== PROBLEM REQUIREMENTS ==
Find every line in the data below that contains the string "wall", and copy each of those lines. Matching is case-sensitive.

>> begin

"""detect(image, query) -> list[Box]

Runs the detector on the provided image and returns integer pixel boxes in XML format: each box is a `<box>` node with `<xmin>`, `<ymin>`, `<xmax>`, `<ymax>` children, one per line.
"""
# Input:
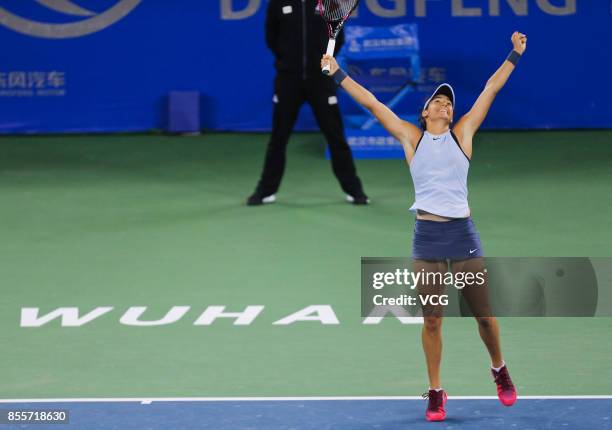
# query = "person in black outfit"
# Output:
<box><xmin>247</xmin><ymin>0</ymin><xmax>369</xmax><ymax>205</ymax></box>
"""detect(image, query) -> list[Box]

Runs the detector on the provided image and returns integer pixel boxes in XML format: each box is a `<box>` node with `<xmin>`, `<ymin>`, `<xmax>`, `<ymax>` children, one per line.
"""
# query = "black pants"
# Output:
<box><xmin>256</xmin><ymin>73</ymin><xmax>364</xmax><ymax>196</ymax></box>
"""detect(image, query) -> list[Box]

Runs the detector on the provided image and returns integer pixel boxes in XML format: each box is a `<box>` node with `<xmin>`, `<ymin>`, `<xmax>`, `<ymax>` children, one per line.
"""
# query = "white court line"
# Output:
<box><xmin>0</xmin><ymin>395</ymin><xmax>612</xmax><ymax>405</ymax></box>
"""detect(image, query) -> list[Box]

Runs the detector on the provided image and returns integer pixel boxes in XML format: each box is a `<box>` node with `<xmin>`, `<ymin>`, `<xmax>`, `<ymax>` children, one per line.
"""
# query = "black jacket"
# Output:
<box><xmin>266</xmin><ymin>0</ymin><xmax>344</xmax><ymax>78</ymax></box>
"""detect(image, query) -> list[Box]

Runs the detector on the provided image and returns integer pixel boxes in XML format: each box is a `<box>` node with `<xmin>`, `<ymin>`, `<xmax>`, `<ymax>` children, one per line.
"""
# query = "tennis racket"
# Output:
<box><xmin>317</xmin><ymin>0</ymin><xmax>359</xmax><ymax>75</ymax></box>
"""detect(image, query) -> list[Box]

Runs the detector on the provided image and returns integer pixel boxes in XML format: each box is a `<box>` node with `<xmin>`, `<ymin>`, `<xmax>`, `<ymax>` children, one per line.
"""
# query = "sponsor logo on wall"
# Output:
<box><xmin>0</xmin><ymin>0</ymin><xmax>142</xmax><ymax>39</ymax></box>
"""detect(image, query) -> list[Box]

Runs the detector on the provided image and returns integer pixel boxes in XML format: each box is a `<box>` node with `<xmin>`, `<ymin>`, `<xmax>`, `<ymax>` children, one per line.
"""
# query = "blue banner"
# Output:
<box><xmin>0</xmin><ymin>0</ymin><xmax>612</xmax><ymax>133</ymax></box>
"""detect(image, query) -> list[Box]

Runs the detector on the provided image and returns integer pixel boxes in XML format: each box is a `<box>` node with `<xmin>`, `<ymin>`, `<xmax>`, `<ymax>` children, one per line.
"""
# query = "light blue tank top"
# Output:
<box><xmin>410</xmin><ymin>130</ymin><xmax>470</xmax><ymax>218</ymax></box>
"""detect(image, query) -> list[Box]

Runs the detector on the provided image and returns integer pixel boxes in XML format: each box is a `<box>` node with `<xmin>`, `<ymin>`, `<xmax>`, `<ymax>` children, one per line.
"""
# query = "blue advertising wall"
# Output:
<box><xmin>0</xmin><ymin>0</ymin><xmax>612</xmax><ymax>133</ymax></box>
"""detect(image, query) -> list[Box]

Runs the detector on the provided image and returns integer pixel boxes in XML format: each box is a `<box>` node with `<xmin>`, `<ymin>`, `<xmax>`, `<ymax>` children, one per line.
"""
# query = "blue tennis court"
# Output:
<box><xmin>0</xmin><ymin>396</ymin><xmax>612</xmax><ymax>430</ymax></box>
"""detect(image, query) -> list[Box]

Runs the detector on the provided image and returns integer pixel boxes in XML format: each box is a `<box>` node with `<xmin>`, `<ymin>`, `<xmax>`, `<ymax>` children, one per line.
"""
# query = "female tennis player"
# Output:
<box><xmin>321</xmin><ymin>32</ymin><xmax>527</xmax><ymax>421</ymax></box>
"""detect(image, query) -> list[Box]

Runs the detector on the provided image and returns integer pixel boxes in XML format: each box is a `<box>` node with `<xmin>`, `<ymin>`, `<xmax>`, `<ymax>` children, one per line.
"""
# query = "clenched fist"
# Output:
<box><xmin>511</xmin><ymin>31</ymin><xmax>527</xmax><ymax>55</ymax></box>
<box><xmin>321</xmin><ymin>55</ymin><xmax>339</xmax><ymax>76</ymax></box>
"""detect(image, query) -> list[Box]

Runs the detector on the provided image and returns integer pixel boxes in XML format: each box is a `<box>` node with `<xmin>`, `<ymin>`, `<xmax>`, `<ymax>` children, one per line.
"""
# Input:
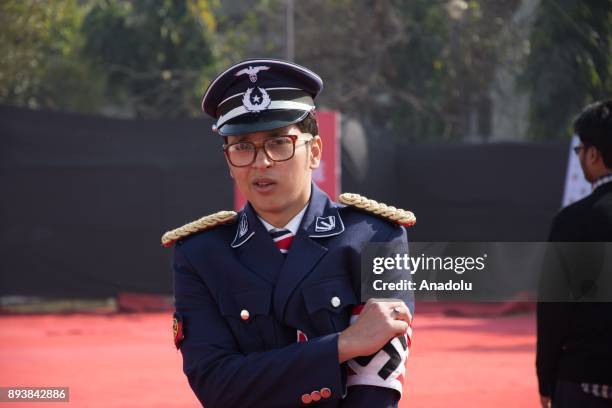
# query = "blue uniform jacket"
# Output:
<box><xmin>173</xmin><ymin>184</ymin><xmax>414</xmax><ymax>408</ymax></box>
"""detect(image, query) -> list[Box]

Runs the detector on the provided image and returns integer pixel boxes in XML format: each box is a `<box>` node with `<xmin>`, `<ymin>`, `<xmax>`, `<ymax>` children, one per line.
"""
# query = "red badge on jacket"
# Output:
<box><xmin>172</xmin><ymin>313</ymin><xmax>185</xmax><ymax>350</ymax></box>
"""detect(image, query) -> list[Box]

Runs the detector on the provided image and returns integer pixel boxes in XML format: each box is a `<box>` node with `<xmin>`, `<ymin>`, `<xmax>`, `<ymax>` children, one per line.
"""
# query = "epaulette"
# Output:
<box><xmin>162</xmin><ymin>211</ymin><xmax>237</xmax><ymax>248</ymax></box>
<box><xmin>338</xmin><ymin>193</ymin><xmax>416</xmax><ymax>227</ymax></box>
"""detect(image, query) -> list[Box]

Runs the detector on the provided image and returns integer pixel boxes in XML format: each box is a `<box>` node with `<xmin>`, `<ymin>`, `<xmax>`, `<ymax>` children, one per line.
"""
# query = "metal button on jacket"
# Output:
<box><xmin>310</xmin><ymin>391</ymin><xmax>321</xmax><ymax>402</ymax></box>
<box><xmin>331</xmin><ymin>296</ymin><xmax>342</xmax><ymax>307</ymax></box>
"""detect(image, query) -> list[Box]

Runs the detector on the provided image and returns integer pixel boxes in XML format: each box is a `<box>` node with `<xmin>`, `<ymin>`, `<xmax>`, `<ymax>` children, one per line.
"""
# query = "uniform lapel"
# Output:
<box><xmin>274</xmin><ymin>183</ymin><xmax>344</xmax><ymax>319</ymax></box>
<box><xmin>231</xmin><ymin>203</ymin><xmax>285</xmax><ymax>284</ymax></box>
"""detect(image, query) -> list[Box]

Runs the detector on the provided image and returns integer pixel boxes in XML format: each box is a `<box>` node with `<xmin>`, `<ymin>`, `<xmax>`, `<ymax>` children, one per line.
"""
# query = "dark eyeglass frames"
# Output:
<box><xmin>223</xmin><ymin>133</ymin><xmax>313</xmax><ymax>167</ymax></box>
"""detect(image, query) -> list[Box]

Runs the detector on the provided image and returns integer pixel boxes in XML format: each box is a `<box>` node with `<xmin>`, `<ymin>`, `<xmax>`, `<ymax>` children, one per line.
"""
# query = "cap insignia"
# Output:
<box><xmin>236</xmin><ymin>65</ymin><xmax>270</xmax><ymax>83</ymax></box>
<box><xmin>242</xmin><ymin>86</ymin><xmax>271</xmax><ymax>112</ymax></box>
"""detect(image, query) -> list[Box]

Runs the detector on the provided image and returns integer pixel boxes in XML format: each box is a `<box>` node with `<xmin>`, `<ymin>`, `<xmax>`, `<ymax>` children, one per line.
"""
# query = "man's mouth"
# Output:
<box><xmin>253</xmin><ymin>178</ymin><xmax>276</xmax><ymax>192</ymax></box>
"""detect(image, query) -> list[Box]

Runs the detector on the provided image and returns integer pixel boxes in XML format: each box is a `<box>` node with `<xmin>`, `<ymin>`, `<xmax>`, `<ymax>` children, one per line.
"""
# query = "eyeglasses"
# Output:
<box><xmin>574</xmin><ymin>145</ymin><xmax>587</xmax><ymax>155</ymax></box>
<box><xmin>223</xmin><ymin>133</ymin><xmax>313</xmax><ymax>167</ymax></box>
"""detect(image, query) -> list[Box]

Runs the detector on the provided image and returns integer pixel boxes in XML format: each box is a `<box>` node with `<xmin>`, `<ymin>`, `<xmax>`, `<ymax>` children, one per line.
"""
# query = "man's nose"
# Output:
<box><xmin>253</xmin><ymin>146</ymin><xmax>272</xmax><ymax>168</ymax></box>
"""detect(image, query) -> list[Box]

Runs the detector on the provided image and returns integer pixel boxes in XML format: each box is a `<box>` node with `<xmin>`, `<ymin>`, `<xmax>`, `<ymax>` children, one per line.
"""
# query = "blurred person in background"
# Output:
<box><xmin>536</xmin><ymin>100</ymin><xmax>612</xmax><ymax>408</ymax></box>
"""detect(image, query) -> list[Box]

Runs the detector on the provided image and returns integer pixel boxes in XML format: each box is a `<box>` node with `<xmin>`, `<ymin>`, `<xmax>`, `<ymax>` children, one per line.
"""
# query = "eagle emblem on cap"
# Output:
<box><xmin>242</xmin><ymin>87</ymin><xmax>271</xmax><ymax>112</ymax></box>
<box><xmin>236</xmin><ymin>65</ymin><xmax>270</xmax><ymax>83</ymax></box>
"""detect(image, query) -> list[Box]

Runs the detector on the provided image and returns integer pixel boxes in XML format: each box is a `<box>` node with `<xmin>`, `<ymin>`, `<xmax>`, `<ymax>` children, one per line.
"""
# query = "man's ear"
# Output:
<box><xmin>309</xmin><ymin>135</ymin><xmax>323</xmax><ymax>169</ymax></box>
<box><xmin>225</xmin><ymin>157</ymin><xmax>234</xmax><ymax>178</ymax></box>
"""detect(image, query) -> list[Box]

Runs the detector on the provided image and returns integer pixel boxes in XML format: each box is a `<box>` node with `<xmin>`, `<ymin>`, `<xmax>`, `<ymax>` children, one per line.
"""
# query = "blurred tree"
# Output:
<box><xmin>0</xmin><ymin>0</ymin><xmax>103</xmax><ymax>112</ymax></box>
<box><xmin>521</xmin><ymin>0</ymin><xmax>612</xmax><ymax>139</ymax></box>
<box><xmin>83</xmin><ymin>0</ymin><xmax>219</xmax><ymax>118</ymax></box>
<box><xmin>234</xmin><ymin>0</ymin><xmax>520</xmax><ymax>143</ymax></box>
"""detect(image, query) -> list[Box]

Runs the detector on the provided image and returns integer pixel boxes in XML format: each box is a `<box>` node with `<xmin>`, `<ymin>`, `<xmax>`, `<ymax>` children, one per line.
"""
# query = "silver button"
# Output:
<box><xmin>331</xmin><ymin>296</ymin><xmax>342</xmax><ymax>307</ymax></box>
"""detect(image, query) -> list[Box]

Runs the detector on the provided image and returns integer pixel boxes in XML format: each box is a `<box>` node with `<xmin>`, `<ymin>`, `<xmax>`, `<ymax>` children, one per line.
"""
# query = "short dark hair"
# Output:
<box><xmin>296</xmin><ymin>111</ymin><xmax>319</xmax><ymax>136</ymax></box>
<box><xmin>574</xmin><ymin>99</ymin><xmax>612</xmax><ymax>169</ymax></box>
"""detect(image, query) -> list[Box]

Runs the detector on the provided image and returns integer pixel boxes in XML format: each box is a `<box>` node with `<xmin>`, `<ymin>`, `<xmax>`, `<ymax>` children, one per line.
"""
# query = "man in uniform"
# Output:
<box><xmin>162</xmin><ymin>59</ymin><xmax>414</xmax><ymax>408</ymax></box>
<box><xmin>536</xmin><ymin>100</ymin><xmax>612</xmax><ymax>408</ymax></box>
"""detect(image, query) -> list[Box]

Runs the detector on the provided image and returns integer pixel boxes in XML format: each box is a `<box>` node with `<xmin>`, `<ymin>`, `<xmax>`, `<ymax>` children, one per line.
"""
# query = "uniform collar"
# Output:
<box><xmin>593</xmin><ymin>173</ymin><xmax>612</xmax><ymax>190</ymax></box>
<box><xmin>231</xmin><ymin>183</ymin><xmax>344</xmax><ymax>248</ymax></box>
<box><xmin>257</xmin><ymin>204</ymin><xmax>308</xmax><ymax>235</ymax></box>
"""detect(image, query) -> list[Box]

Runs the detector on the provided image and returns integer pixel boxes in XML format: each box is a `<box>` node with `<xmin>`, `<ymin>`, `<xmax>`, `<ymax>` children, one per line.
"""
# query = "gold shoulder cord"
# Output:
<box><xmin>162</xmin><ymin>211</ymin><xmax>237</xmax><ymax>247</ymax></box>
<box><xmin>338</xmin><ymin>193</ymin><xmax>416</xmax><ymax>227</ymax></box>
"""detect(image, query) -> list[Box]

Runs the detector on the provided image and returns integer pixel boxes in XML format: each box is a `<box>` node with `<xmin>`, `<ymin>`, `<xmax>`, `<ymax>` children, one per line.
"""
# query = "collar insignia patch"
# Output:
<box><xmin>315</xmin><ymin>215</ymin><xmax>336</xmax><ymax>232</ymax></box>
<box><xmin>238</xmin><ymin>213</ymin><xmax>249</xmax><ymax>238</ymax></box>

>> end

== RIGHT ANSWER ==
# query = "sponsor logo on wall"
# query = "blue advertising wall"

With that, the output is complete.